* Problem details *
Could you reproduce every one of the lines below verbatim, keeping their order and wording unchanged?

* Information given *

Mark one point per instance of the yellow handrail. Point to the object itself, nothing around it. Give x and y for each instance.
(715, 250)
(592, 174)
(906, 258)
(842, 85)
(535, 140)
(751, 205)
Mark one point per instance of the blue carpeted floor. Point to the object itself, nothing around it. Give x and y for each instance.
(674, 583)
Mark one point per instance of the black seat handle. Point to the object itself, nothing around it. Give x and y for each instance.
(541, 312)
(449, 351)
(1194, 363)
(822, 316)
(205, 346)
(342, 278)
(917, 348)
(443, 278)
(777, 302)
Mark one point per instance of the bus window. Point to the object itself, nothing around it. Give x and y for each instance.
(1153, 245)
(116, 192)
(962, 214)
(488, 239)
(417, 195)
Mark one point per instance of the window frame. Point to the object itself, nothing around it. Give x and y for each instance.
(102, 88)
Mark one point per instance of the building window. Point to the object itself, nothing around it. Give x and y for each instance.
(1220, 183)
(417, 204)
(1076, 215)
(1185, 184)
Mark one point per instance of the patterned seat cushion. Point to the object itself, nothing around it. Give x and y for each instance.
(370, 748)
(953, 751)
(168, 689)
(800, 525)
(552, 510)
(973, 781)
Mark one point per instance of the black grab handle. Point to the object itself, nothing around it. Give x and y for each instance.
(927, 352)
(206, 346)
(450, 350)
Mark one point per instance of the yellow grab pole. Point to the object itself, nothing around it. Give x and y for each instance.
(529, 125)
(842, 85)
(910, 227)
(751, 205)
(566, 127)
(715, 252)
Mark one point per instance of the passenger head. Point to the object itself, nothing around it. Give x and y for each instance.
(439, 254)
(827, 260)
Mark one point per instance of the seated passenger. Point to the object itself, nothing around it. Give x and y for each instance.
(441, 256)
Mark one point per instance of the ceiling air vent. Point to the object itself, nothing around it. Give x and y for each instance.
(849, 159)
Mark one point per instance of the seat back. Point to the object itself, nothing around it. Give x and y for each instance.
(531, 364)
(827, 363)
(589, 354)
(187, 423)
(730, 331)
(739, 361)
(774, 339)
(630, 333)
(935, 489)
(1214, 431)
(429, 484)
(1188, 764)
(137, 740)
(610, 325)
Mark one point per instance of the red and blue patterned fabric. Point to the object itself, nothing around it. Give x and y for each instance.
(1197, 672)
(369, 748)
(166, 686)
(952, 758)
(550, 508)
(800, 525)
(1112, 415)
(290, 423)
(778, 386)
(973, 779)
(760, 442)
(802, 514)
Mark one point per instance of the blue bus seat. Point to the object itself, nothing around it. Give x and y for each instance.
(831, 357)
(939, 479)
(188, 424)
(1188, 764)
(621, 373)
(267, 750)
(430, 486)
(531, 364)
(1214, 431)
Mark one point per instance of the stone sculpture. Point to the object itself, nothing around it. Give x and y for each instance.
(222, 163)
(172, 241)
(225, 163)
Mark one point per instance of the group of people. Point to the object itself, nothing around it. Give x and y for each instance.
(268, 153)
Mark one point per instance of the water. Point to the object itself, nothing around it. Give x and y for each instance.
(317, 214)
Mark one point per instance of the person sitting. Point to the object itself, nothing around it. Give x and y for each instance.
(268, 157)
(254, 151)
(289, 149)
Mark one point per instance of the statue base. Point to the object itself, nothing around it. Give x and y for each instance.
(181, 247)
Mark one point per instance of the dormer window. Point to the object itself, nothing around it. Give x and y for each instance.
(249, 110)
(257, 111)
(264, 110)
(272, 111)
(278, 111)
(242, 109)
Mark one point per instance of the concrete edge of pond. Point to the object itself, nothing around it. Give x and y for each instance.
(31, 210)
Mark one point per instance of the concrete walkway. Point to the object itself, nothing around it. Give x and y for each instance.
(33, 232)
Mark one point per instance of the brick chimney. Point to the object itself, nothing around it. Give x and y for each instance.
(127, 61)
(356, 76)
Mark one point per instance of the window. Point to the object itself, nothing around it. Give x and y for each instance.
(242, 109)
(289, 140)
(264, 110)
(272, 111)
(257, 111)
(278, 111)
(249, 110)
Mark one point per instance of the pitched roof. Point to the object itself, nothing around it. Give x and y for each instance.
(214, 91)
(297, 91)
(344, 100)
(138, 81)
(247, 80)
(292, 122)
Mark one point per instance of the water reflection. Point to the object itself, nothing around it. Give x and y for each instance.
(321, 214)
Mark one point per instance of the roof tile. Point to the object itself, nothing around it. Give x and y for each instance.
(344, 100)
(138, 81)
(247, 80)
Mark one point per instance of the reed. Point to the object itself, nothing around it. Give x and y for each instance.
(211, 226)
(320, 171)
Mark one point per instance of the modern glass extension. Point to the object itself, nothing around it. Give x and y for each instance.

* Result below *
Mark one point per instance of the yellow handrail. Point to the object itself, nothing around it. Give x and y for each instance.
(715, 250)
(592, 174)
(906, 258)
(842, 85)
(535, 140)
(751, 205)
Mark one point per instance of the blue carpeted floor. Point to the object itself, nothing around it. Give x and y for each instance.
(674, 583)
Mark one point per instance of the black seat handle. Point to the object itself, nothing around it. Give x and y for each instance.
(541, 312)
(449, 351)
(1194, 363)
(822, 316)
(205, 346)
(342, 278)
(917, 348)
(443, 278)
(777, 302)
Mark one point per instance of the bus window. Point to the object itself, nothing around it. Give x and y for each instance.
(1153, 245)
(116, 192)
(962, 214)
(488, 239)
(417, 195)
Mark one point per instance of the window frame. Point to the object itself, nothing around it. Give x and y for each instance.
(102, 88)
Mark one point per instance of the building window. Point to the object itself, nothing around it. Give x and y for each instance.
(1220, 183)
(417, 204)
(1076, 215)
(1185, 184)
Mark one point per instance of the patterned seat cushion. Point to the object itself, nothing around it. Give x and y for each instance.
(370, 748)
(953, 751)
(168, 689)
(800, 525)
(552, 510)
(973, 781)
Mark one point per instance of the black grab handle. Point to the object itself, nothing around it. Give x and y for each instance.
(927, 352)
(206, 346)
(450, 350)
Mark one point per instance of the yellow grab pole. Point to the object itself, nothing around it. Give x and y for each instance.
(529, 125)
(842, 85)
(910, 227)
(751, 205)
(566, 127)
(715, 252)
Mark one point per instance of the passenger head. Point to the object itself, nothing around it. Give x and y for each instance.
(439, 254)
(827, 260)
Mark one point per instance of the seated passenger. Point to the object itself, nothing around it. Give x and y for each instance.
(441, 256)
Mark one point per instance of the ceiling air vent. Point to the object itself, nothing around it. Give x and y for each instance.
(849, 159)
Mark one point per instance of the seat back. Point to the object itself, nothing around it. Give x and y for each instance.
(531, 364)
(827, 363)
(589, 354)
(187, 423)
(730, 331)
(739, 361)
(774, 339)
(630, 333)
(935, 489)
(1214, 431)
(429, 484)
(1188, 764)
(137, 740)
(610, 325)
Mark one point per instance of the red and blue patterned fabric. Point to the object itself, nothing around it. Give x and y for each instance.
(1197, 672)
(369, 748)
(166, 686)
(952, 758)
(550, 508)
(800, 525)
(1112, 415)
(290, 423)
(778, 386)
(973, 779)
(760, 442)
(802, 514)
Mark one point per instance of the blue bus seat. Point to the object itself, nothing around it. Give x and y for each instance.
(831, 357)
(939, 479)
(188, 424)
(1188, 764)
(621, 373)
(267, 750)
(430, 486)
(531, 364)
(1214, 431)
Mark one point per instance of the stone sculpture. Point to the object itself, nothing around it. Give x and y for each instance.
(222, 163)
(172, 241)
(225, 163)
Mark one point per instance of the group of people. Point to the object itself, nothing around it. Give x and y for each instance.
(268, 153)
Mark one point per instance of the water. Point to the object itself, nothing around it. Give x and y for each instance.
(317, 214)
Mark one point per instance of the person sitting. Point to the object itself, nothing around it. Give x and y for each instance.
(268, 157)
(254, 151)
(289, 149)
Mark one point per instance of the statue base. Point to the object itself, nothing around it. Give x and y for each instance.
(181, 247)
Mark one point per instance of the dormer window. Point to the object itself, nothing around it. Give x and y for each instance.
(249, 110)
(257, 111)
(264, 110)
(272, 111)
(278, 111)
(242, 109)
Mark one point per instance of the concrete edge of pond. Point to the object itself, nothing around it. Give x and y for each instance.
(31, 210)
Mark one point per instance of the concrete walkway. Point to the object itself, nothing around it. Give x and y for each instance.
(33, 232)
Mark one point per instance of the brick chimney. Point to the object itself, nothing around it. Give x and y for each instance.
(127, 61)
(356, 76)
Mark one point per instance of the window. Point to the object itself, nothing around it. Give x and y for each instance.
(242, 109)
(289, 140)
(264, 110)
(272, 111)
(257, 111)
(278, 111)
(249, 110)
Mark one point per instance of the pitched roof. Point to the object itself, nothing around it. Give x and y for each instance.
(214, 91)
(297, 91)
(344, 100)
(138, 81)
(247, 80)
(292, 122)
Mark one point per instance of the water reflection. Point to the object itself, nothing around it. Give x and y for each instance.
(321, 214)
Mark one point per instance of the roof tile. Point to the object itself, nothing around it. Give x and y for each instance.
(344, 100)
(138, 81)
(247, 80)
Mark one point per instance of the reed. Point to the object itself, nothing around it. Give x and y for each instance.
(211, 226)
(320, 171)
Mark one point per instance of the modern glass extension. Point to the object itself, nothing around it. Give x and y for each instance.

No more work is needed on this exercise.